▸ What you need to do:
Please rewrite the records, starting at the beginning and ending at the line containing "[146,240,458,337]", swapping "concrete ledge" for "stone ledge" and leaving everything else unchanged.

▸ Materials provided:
========================================

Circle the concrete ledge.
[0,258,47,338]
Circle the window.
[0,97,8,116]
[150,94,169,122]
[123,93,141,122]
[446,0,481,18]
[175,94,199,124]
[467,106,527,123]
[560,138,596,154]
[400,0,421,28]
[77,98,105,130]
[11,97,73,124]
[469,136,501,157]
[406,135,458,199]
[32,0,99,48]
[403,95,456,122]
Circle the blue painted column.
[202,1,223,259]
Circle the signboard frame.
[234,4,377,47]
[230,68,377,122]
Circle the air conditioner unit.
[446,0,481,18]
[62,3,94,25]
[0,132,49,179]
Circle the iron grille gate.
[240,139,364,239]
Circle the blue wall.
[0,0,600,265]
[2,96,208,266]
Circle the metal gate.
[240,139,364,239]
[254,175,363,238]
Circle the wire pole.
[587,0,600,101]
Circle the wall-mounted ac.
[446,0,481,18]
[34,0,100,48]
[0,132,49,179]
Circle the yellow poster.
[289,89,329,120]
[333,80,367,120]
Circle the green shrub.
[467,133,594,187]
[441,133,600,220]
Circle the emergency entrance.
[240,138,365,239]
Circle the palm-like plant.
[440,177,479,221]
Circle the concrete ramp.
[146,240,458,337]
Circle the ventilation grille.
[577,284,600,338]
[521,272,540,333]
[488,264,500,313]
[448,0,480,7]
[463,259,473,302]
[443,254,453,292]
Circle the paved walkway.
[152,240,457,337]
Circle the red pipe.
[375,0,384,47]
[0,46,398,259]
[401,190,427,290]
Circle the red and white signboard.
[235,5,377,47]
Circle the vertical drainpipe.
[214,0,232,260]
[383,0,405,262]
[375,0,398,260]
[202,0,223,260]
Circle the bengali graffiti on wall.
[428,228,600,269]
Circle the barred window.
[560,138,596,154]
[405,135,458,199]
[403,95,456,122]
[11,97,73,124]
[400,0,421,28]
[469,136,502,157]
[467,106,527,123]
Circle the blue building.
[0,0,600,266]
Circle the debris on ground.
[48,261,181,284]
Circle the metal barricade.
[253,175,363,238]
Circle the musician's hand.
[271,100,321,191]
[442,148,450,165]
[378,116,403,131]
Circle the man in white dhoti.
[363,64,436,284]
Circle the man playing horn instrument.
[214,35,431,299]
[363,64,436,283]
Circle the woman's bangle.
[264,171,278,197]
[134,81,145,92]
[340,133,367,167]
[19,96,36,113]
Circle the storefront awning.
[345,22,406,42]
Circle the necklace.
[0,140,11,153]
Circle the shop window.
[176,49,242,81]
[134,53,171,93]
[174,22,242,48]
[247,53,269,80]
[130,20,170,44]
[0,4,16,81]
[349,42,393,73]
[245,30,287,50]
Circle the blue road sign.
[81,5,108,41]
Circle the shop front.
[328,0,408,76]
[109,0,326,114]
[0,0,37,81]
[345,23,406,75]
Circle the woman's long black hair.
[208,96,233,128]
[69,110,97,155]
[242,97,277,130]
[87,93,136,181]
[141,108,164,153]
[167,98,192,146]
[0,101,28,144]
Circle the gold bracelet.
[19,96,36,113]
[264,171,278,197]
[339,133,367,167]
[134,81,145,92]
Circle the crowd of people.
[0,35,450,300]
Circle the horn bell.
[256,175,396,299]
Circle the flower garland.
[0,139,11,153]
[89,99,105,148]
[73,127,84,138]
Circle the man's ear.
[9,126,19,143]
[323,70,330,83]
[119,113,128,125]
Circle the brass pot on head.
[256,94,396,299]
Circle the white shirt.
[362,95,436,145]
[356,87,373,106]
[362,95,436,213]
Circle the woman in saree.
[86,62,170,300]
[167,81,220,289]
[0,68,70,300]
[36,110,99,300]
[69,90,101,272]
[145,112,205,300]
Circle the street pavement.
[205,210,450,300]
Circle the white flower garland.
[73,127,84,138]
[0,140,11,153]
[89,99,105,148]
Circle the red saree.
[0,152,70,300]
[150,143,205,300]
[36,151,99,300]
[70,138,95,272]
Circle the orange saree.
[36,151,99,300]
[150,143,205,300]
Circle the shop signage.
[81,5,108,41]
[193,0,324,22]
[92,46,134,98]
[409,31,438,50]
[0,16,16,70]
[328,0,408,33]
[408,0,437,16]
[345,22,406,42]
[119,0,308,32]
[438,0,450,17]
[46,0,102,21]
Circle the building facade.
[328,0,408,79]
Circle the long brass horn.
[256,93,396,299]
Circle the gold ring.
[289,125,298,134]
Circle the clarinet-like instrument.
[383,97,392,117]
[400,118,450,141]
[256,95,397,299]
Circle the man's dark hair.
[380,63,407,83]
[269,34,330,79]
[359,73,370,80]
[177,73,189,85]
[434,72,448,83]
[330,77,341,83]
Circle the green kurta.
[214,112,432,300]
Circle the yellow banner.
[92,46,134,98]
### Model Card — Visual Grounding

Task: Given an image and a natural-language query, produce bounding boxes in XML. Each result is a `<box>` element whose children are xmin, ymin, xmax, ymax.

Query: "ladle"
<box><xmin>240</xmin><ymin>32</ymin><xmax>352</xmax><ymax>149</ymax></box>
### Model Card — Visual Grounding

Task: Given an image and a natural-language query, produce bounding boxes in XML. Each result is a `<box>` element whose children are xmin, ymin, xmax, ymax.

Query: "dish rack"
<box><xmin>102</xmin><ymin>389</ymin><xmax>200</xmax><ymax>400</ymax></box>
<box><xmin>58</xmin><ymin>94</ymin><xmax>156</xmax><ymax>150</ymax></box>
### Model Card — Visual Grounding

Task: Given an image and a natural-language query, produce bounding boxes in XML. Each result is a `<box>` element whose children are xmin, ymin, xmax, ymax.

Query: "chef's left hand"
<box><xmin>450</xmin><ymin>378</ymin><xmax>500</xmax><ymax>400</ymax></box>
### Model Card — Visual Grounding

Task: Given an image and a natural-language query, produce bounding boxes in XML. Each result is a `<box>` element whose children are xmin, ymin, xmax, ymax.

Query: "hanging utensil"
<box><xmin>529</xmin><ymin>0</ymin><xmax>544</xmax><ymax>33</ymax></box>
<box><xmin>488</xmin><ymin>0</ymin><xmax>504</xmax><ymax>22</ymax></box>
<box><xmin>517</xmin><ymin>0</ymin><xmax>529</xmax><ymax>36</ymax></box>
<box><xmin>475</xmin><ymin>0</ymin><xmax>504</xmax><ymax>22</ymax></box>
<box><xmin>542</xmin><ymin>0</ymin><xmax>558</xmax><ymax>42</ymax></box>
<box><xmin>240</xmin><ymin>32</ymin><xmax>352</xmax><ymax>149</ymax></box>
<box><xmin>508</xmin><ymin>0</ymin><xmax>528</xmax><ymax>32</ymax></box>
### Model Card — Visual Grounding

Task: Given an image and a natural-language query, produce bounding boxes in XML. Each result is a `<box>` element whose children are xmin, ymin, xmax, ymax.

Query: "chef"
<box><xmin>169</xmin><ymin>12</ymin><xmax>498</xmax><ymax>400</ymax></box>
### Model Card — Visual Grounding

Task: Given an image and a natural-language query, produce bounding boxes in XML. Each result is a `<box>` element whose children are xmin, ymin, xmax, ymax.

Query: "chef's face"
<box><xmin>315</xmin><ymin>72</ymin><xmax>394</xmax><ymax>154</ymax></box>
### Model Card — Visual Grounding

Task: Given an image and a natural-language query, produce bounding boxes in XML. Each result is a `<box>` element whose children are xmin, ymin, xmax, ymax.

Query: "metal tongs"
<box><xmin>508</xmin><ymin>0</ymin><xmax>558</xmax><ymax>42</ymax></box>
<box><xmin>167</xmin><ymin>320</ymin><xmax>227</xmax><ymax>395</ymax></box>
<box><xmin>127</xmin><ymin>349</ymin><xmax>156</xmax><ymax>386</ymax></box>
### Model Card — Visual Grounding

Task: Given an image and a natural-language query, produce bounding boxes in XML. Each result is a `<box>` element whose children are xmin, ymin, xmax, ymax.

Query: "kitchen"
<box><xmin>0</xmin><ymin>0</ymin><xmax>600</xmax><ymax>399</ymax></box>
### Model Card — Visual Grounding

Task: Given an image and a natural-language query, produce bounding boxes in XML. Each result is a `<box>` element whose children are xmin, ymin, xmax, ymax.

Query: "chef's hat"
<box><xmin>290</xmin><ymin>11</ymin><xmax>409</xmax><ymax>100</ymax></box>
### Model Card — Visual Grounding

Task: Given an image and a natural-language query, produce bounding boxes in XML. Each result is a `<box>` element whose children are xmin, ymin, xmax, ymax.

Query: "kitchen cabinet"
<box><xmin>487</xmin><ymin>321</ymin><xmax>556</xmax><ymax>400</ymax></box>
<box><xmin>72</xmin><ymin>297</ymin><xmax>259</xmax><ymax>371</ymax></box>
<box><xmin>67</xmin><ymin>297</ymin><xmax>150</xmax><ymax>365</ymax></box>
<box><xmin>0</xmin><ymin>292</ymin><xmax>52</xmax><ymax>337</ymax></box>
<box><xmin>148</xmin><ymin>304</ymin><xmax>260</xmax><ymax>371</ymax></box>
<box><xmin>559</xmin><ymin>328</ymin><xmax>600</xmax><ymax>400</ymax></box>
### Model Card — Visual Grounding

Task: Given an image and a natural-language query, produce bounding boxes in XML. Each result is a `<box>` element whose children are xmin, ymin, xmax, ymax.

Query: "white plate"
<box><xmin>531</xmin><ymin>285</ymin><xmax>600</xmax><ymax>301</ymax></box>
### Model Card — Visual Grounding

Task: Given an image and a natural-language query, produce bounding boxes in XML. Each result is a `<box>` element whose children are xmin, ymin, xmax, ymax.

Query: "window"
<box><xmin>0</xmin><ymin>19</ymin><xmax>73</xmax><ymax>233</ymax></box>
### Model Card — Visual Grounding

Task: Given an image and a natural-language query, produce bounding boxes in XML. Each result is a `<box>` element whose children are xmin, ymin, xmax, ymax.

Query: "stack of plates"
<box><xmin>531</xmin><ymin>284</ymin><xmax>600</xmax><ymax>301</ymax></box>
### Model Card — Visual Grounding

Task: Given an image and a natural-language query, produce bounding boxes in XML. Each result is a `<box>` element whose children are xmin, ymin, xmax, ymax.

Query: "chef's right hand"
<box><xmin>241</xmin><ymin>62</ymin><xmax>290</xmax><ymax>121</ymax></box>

========================================

▸ Task solution:
Circle the stone ledge.
[0,258,47,338]
Circle the window.
[0,97,8,116]
[150,94,169,122]
[123,93,141,122]
[446,0,481,18]
[175,94,199,124]
[467,106,527,123]
[560,138,596,154]
[400,0,421,28]
[77,98,105,130]
[11,97,73,124]
[469,136,501,157]
[406,135,458,199]
[32,0,99,48]
[403,95,456,122]
Circle the blue painted column.
[202,1,223,259]
Circle the signboard frame.
[234,4,377,47]
[230,68,377,122]
Circle the air conditioner unit.
[446,0,481,18]
[62,3,94,25]
[0,132,49,179]
Circle the iron grille gate.
[240,139,364,239]
Circle the blue wall.
[0,0,600,265]
[2,96,208,266]
Circle the metal gate.
[240,139,364,239]
[254,175,363,238]
Circle the wire pole.
[587,0,600,101]
Circle the wall-mounted ac.
[446,0,481,18]
[34,0,100,48]
[0,132,49,179]
Circle the yellow poster.
[289,89,329,120]
[333,80,367,120]
Circle the green shrub.
[467,133,594,187]
[441,133,600,220]
Circle the emergency entrance.
[240,138,365,239]
Circle the palm-like plant.
[440,177,479,221]
Circle the concrete ramp.
[146,240,458,337]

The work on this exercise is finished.